(What you will do) Return all entries below exactly. Skip nothing.

Extracted data entries
--------------------------------

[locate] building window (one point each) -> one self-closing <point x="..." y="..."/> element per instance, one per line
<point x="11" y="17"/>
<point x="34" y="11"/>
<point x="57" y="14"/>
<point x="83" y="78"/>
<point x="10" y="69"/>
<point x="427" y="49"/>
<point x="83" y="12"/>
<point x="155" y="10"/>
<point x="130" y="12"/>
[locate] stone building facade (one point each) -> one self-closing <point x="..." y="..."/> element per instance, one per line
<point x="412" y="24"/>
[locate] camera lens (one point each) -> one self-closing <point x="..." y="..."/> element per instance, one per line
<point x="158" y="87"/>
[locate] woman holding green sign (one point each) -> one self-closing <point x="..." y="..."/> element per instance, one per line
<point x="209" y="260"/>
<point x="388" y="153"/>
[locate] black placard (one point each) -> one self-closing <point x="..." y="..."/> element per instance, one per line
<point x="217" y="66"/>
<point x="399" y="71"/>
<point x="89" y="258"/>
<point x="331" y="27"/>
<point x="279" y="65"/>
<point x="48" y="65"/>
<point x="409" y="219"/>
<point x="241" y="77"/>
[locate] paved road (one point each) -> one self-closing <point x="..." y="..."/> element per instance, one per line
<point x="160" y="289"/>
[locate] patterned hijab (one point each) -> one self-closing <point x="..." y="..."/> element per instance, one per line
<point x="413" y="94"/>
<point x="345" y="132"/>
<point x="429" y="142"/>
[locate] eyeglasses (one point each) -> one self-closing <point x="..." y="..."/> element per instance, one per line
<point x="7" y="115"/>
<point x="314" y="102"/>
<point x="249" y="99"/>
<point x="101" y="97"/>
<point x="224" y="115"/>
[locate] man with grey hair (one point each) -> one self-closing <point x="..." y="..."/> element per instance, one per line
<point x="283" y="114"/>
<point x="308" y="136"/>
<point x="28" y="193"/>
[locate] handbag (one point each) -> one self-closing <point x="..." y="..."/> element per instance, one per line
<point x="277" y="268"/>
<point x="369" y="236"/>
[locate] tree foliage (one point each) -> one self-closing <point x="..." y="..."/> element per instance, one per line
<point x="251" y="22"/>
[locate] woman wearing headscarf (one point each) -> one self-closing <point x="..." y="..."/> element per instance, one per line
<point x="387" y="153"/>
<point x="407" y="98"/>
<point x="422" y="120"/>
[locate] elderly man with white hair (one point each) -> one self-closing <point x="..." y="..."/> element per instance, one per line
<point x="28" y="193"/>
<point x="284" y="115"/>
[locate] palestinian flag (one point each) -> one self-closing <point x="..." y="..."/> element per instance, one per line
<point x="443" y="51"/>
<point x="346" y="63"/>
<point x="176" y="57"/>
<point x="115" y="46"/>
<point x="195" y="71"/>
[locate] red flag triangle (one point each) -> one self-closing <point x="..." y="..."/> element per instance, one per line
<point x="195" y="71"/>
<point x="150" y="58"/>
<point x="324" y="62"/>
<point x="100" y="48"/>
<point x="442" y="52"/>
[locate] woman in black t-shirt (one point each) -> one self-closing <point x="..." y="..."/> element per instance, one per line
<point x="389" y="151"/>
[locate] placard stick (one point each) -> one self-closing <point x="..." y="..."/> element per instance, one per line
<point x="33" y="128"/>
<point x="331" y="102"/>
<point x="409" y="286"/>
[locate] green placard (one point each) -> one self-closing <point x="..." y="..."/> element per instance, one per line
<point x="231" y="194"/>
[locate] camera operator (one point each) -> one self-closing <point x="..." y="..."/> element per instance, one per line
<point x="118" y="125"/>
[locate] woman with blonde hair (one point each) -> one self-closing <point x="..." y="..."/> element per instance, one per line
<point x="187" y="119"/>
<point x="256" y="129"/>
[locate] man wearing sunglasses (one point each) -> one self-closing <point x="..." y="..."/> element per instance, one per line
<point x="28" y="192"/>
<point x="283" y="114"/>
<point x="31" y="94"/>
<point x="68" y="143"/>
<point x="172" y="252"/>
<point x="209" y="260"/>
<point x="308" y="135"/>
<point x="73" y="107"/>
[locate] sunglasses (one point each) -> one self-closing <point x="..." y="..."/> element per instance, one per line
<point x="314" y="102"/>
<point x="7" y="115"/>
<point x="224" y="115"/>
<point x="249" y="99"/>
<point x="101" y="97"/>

--------------------------------

(Response to this task)
[locate] building window (one point each) -> one self-closing <point x="..." y="..."/> element per instance, one per line
<point x="11" y="17"/>
<point x="34" y="11"/>
<point x="57" y="14"/>
<point x="83" y="78"/>
<point x="10" y="69"/>
<point x="427" y="49"/>
<point x="83" y="12"/>
<point x="155" y="10"/>
<point x="130" y="12"/>
[locate] stone building facade (one point each) -> one self-closing <point x="..." y="..."/> element per instance, one per line
<point x="412" y="24"/>
[locate] camera lens (one point each) -> one self-closing <point x="..." y="..."/> element per instance, one per line
<point x="158" y="87"/>
[locate] woman holding green sign (one point each) -> one self-closing <point x="..." y="..."/> element per instance, one per line
<point x="209" y="260"/>
<point x="388" y="153"/>
[locate] black placard (one point each) -> one self-closing <point x="..." y="..."/> element per instance, one per line
<point x="217" y="66"/>
<point x="399" y="71"/>
<point x="89" y="258"/>
<point x="331" y="27"/>
<point x="279" y="65"/>
<point x="48" y="65"/>
<point x="409" y="219"/>
<point x="241" y="77"/>
[locate] paved road (one point each) -> one self-closing <point x="..." y="..."/> element per instance, one per line
<point x="160" y="289"/>
[locate] patterned hijab (one point each) -> one self-closing <point x="..." y="..."/> element per instance, one per line
<point x="413" y="94"/>
<point x="345" y="132"/>
<point x="429" y="142"/>
[locate] eyeglasses (one point each) -> one self-closing <point x="..." y="..."/> element per instance, one per line
<point x="7" y="115"/>
<point x="314" y="102"/>
<point x="249" y="99"/>
<point x="101" y="97"/>
<point x="224" y="115"/>
[locate] man with grey hair (one point each) -> one self-closing <point x="..." y="..."/> element per instance, one per line
<point x="283" y="114"/>
<point x="308" y="136"/>
<point x="28" y="193"/>
[locate] handbag (one point each) -> one self-closing <point x="..." y="..."/> element per instance, one per line
<point x="277" y="268"/>
<point x="369" y="236"/>
[locate] tree foliage (one point each) -> one self-closing <point x="..." y="..."/> element per instance, one per line
<point x="251" y="22"/>
[locate] woman wearing headscarf (one point each) -> one self-closing <point x="..." y="..."/> element per instance, one per line
<point x="387" y="153"/>
<point x="407" y="98"/>
<point x="422" y="120"/>
[locate] elderly man with white hair (one point each) -> one self-closing <point x="..." y="..."/> element per instance, one per line
<point x="28" y="193"/>
<point x="284" y="115"/>
[locate] palestinian flag (one point each) -> one self-closing <point x="..." y="..."/> element per instance, one per line
<point x="443" y="51"/>
<point x="346" y="63"/>
<point x="176" y="57"/>
<point x="115" y="46"/>
<point x="195" y="71"/>
[locate] red flag triangle (one point each) -> one self-closing <point x="..." y="..."/> element per instance, one per line
<point x="195" y="71"/>
<point x="150" y="58"/>
<point x="324" y="62"/>
<point x="100" y="48"/>
<point x="442" y="52"/>
[locate] woman in black t-shirt (one point each) -> one self-closing <point x="..." y="..."/> element per instance, one per line
<point x="389" y="151"/>
[locate] placard stick (one point each) -> one self-closing <point x="..." y="..."/> element per instance, one per line
<point x="33" y="128"/>
<point x="331" y="102"/>
<point x="409" y="286"/>
[locate] green placard (one point each) -> one self-closing <point x="..." y="..."/> element per instance, one per line
<point x="231" y="194"/>
[locate] camera operator (one point each) -> one self-closing <point x="..." y="..."/> element per instance, one per line
<point x="118" y="125"/>
[locate] woman with blonde hair (one point each) -> one self-closing <point x="..." y="..."/> element per instance, one per line
<point x="187" y="119"/>
<point x="256" y="129"/>
[locate] man wearing sunglasses (one point each) -> one self-closing <point x="..." y="..."/> element per instance, one per line
<point x="28" y="192"/>
<point x="283" y="114"/>
<point x="31" y="94"/>
<point x="68" y="143"/>
<point x="172" y="252"/>
<point x="209" y="260"/>
<point x="308" y="135"/>
<point x="73" y="107"/>
[locate] sunglasses (one point each) -> one self-closing <point x="..." y="..."/> element per instance, one per line
<point x="314" y="102"/>
<point x="7" y="115"/>
<point x="224" y="115"/>
<point x="249" y="99"/>
<point x="101" y="97"/>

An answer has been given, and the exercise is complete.